Start of Document section

Third, we will introduce an accelerated capital cost allowance for oil sands to make it more attractive for capital to invest.
Fourth, we will ensure projects of national importance are not delayed by global protest groups and Hollywood celebrities. Do not come up here to Canada and chain yourself to a pipeline construction fence. If I am driving the bulldozer, you might just get run over.
Fifth, we will encourage private sector market-driven green technology investment by creating an attractive environment for all entrepreneurialism in small businesses. Sixth, we will allow provinces to retain 100% of royalties from offshore resource extraction, making the terms of the Atlantic Accord a national policy. After all, do we really care who gets to keep these royalties, as long as it goes into the hands of fellow Canadians?
By unbridling these critical sectors, we will unlock huge economic potential, create thousands of jobs and grow our economy. I believe the role of government is to create a fertile soil where entrepreneurs can grow small businesses into bigger ones. Justin Trudeau has poisoned the soil in Canada, and, today, you cannot even grow a weed. I am not a politician, but I know how to create jobs. I am the only one who can beat Trudeau in the next election. By utilizing these five levers of growth, lowering taxes, attracting and retaining talent, investing in productive infrastructure, reducing regulatory drag and unbridling Canada’s natural resource sectors, we will unleash the economic potential of our great country and get our economy growing at 3% again.
If you join my team, I know that together will build a strong, conservative movement. When we get to Ottawa in 2019, we will undo every harmful policy that Justin Trudeau has put in place. In our first 100 days, we will wipe away his mismanagement and make this country competitive again.
I do not tolerate mediocrity, and we will bring to Ottawa a team like you have never seen before. Together we will build something remarkable. We will put my mother’s advice to work. We will be prudent. We will spend responsibly, and we will create conditions for all Canadians to have financial freedom. Nothing would make her prouder.
I hope I can count on your support. Thank you very much.

End of Document section

### [Tasks and exercises]
1. According to the speech excerpt, why does the speaker propose an accelerated capital cost allowance for oil sands? Answer in one to three sentences.
2. Answer these questions about the speech excerpt:
(a) What share of offshore resource royalties would provinces be allowed to keep?
(b) In what year does the speaker expect to get to Ottawa?
(c) What rate of economic growth does the speaker aim to restore?

Start of Data listing

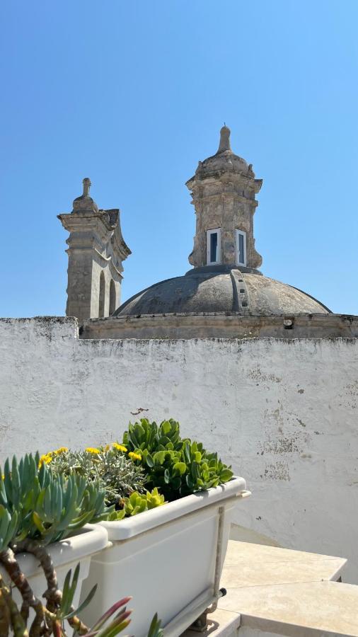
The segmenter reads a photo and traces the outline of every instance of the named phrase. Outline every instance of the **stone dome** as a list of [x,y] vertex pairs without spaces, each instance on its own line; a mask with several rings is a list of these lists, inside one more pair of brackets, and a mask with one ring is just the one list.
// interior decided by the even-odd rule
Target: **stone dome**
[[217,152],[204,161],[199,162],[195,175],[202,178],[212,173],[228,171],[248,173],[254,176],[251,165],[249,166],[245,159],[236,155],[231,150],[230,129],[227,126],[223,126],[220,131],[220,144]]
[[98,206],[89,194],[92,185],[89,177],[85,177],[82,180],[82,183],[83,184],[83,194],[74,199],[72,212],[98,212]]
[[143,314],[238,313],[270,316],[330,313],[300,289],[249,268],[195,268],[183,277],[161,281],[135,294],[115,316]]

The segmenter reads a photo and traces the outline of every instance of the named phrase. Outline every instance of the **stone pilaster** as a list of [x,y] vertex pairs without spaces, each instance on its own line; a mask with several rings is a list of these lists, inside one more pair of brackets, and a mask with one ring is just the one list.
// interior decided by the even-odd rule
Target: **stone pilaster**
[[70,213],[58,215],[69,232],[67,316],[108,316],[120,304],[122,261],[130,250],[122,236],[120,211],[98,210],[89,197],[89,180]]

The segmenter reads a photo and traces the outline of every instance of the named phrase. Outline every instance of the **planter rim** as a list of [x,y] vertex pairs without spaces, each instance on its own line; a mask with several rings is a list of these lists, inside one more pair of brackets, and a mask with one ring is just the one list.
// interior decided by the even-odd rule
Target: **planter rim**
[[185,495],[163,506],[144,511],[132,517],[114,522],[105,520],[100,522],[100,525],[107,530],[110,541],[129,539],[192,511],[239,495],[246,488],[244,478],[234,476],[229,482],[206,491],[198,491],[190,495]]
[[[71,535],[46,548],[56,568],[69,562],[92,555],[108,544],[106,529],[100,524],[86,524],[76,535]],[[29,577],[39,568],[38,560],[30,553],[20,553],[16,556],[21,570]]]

End of Data listing
Start of Data listing

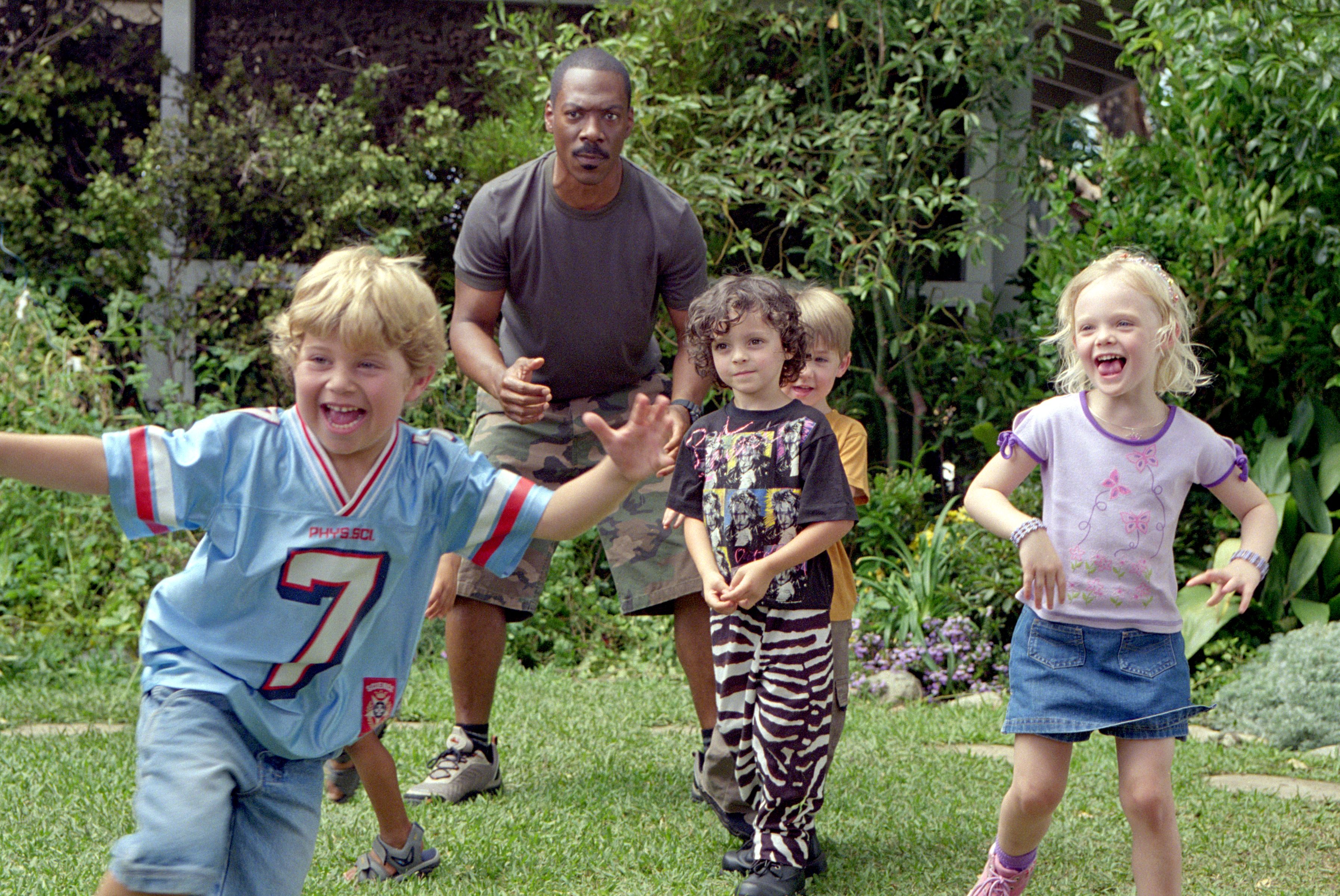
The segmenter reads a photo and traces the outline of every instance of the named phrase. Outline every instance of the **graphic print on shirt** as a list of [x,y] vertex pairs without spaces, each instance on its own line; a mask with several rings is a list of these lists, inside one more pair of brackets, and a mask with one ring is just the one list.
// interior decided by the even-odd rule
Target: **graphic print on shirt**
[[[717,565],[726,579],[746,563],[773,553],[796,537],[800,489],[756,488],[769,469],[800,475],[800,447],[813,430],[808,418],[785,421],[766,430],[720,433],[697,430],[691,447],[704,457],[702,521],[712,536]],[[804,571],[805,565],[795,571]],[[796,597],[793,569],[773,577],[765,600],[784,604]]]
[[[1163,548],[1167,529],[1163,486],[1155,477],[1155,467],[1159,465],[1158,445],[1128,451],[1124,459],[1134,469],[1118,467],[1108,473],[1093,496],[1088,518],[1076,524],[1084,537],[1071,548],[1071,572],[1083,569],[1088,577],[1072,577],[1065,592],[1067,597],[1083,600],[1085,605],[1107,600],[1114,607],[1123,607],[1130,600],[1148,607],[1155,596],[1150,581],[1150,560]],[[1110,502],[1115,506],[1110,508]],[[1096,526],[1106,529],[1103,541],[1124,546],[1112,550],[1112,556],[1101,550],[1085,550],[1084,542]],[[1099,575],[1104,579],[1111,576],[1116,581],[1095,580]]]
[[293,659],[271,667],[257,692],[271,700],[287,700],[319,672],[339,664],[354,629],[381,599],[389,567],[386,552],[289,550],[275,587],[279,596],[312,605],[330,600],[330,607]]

End of Data listing
Start of Data listing

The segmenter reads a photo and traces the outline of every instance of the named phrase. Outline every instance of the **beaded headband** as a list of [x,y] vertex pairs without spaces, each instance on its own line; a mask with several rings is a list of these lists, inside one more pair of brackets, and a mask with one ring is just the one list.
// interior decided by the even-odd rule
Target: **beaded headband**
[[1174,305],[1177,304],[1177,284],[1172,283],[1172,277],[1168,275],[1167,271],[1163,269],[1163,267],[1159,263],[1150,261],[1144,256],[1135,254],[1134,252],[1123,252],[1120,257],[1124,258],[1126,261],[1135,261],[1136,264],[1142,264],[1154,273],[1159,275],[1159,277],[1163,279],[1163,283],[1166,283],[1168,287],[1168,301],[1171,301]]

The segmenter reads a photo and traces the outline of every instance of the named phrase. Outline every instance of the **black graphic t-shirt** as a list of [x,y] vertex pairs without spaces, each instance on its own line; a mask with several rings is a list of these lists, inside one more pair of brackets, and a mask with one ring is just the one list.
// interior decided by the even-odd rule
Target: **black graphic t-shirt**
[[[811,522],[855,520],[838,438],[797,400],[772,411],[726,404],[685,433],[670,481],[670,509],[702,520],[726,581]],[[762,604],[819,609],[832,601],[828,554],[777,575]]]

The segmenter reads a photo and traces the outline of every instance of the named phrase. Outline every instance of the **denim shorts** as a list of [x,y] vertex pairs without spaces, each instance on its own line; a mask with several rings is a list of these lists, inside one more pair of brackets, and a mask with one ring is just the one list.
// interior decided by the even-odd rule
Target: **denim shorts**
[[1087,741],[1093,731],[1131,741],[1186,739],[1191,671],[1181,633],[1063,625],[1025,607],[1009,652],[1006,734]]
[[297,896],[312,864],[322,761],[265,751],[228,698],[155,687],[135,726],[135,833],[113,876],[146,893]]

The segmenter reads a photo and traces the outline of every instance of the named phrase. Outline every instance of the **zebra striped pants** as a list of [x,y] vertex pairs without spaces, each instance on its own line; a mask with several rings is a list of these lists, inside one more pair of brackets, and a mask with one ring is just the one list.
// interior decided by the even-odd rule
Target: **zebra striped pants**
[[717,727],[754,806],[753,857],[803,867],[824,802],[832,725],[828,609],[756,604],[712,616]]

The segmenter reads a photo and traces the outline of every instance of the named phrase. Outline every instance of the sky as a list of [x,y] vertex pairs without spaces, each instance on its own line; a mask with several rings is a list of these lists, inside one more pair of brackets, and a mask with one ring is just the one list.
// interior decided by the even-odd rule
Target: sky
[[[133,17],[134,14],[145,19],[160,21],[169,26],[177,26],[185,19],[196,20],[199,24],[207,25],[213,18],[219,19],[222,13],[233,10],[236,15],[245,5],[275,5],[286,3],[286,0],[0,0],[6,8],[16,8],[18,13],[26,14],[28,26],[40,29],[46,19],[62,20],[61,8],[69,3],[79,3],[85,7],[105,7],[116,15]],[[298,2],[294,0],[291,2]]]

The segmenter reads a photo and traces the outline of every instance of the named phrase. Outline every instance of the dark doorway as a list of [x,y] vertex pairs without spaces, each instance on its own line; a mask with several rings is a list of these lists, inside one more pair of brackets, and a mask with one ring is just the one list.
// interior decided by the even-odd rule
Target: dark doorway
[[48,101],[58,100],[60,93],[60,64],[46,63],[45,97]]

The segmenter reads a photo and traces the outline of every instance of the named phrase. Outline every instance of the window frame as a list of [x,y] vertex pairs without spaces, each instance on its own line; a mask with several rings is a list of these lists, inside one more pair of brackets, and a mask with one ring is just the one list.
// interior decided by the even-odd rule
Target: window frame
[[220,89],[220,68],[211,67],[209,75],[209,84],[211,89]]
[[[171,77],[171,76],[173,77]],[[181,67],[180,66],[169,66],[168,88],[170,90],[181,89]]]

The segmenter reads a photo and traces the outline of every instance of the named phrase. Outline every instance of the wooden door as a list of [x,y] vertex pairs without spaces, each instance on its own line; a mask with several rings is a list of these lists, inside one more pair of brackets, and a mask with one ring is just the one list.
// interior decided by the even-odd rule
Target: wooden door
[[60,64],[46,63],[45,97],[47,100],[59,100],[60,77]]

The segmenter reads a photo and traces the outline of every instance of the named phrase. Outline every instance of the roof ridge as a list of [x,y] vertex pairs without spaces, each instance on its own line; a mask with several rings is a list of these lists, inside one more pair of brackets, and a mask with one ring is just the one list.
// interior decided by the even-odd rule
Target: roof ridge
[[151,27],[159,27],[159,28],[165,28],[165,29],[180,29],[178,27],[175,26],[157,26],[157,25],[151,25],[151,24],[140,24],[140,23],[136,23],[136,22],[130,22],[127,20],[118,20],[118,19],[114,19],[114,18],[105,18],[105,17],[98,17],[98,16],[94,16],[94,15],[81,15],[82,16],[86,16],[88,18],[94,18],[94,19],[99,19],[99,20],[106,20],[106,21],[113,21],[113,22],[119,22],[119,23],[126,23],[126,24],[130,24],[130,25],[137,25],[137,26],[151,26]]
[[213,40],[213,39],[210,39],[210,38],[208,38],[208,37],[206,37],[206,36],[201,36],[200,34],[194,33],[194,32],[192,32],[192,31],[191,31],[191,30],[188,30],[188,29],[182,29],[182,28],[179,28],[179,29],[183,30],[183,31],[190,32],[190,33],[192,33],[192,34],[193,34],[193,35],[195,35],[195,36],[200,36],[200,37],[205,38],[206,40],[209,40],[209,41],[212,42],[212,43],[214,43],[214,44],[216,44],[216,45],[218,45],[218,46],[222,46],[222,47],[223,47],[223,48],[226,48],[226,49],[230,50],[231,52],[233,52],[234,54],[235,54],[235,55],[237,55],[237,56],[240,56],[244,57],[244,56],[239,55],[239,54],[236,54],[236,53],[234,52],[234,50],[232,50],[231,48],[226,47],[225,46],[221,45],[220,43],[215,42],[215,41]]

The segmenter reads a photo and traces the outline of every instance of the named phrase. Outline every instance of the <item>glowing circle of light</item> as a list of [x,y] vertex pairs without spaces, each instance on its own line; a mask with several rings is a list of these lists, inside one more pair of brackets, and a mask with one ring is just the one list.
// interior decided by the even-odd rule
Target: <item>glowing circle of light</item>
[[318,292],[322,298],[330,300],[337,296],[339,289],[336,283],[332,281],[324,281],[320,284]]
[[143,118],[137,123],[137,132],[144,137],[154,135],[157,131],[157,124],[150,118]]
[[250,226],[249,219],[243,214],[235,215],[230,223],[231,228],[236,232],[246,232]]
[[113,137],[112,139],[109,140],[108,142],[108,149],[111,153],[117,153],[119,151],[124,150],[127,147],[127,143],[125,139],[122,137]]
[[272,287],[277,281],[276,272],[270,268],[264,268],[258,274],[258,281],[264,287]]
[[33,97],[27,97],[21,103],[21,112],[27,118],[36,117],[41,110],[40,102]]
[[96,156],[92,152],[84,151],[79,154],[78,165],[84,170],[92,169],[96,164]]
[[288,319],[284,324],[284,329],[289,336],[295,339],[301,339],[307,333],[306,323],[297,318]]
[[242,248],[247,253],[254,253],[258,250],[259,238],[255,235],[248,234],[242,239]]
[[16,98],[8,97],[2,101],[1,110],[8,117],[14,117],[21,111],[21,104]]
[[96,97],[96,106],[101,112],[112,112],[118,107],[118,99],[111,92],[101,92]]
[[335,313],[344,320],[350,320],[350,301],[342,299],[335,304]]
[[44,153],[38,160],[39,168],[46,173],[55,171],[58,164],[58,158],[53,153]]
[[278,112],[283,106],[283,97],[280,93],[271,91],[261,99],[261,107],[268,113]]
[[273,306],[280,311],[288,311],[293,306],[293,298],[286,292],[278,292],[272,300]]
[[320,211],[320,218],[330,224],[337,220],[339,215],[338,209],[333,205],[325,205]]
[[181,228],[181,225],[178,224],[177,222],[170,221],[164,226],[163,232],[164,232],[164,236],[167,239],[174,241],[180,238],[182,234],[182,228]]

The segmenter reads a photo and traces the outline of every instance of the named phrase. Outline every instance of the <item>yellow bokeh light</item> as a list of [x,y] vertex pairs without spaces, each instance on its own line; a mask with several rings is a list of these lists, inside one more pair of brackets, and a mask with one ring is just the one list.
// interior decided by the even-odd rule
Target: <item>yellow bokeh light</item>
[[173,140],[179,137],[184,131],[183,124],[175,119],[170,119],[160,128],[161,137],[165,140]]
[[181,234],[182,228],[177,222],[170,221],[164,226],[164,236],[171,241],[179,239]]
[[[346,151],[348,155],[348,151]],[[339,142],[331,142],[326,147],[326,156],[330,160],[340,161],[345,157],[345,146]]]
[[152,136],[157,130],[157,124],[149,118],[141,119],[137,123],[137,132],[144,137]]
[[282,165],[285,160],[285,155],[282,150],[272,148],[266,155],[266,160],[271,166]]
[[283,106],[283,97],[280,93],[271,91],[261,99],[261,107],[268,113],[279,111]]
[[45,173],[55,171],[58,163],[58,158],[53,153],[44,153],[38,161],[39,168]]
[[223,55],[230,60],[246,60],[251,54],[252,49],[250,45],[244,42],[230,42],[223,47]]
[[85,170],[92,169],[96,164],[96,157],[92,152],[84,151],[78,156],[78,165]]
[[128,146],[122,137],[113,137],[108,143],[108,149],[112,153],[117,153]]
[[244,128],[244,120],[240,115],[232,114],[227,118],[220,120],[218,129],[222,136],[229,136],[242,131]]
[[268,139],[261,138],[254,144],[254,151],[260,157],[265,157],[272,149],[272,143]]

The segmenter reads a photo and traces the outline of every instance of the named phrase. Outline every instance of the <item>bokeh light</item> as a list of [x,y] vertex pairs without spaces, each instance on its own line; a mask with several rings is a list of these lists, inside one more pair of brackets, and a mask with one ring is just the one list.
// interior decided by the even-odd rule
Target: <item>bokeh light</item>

End of Data listing

### [Results for the exercise]
1. The speaker proposes it to make the oil sands more attractive for capital to invest.

2.
(a) 100% of the royalties.
(b) 2019.
(c) 3%.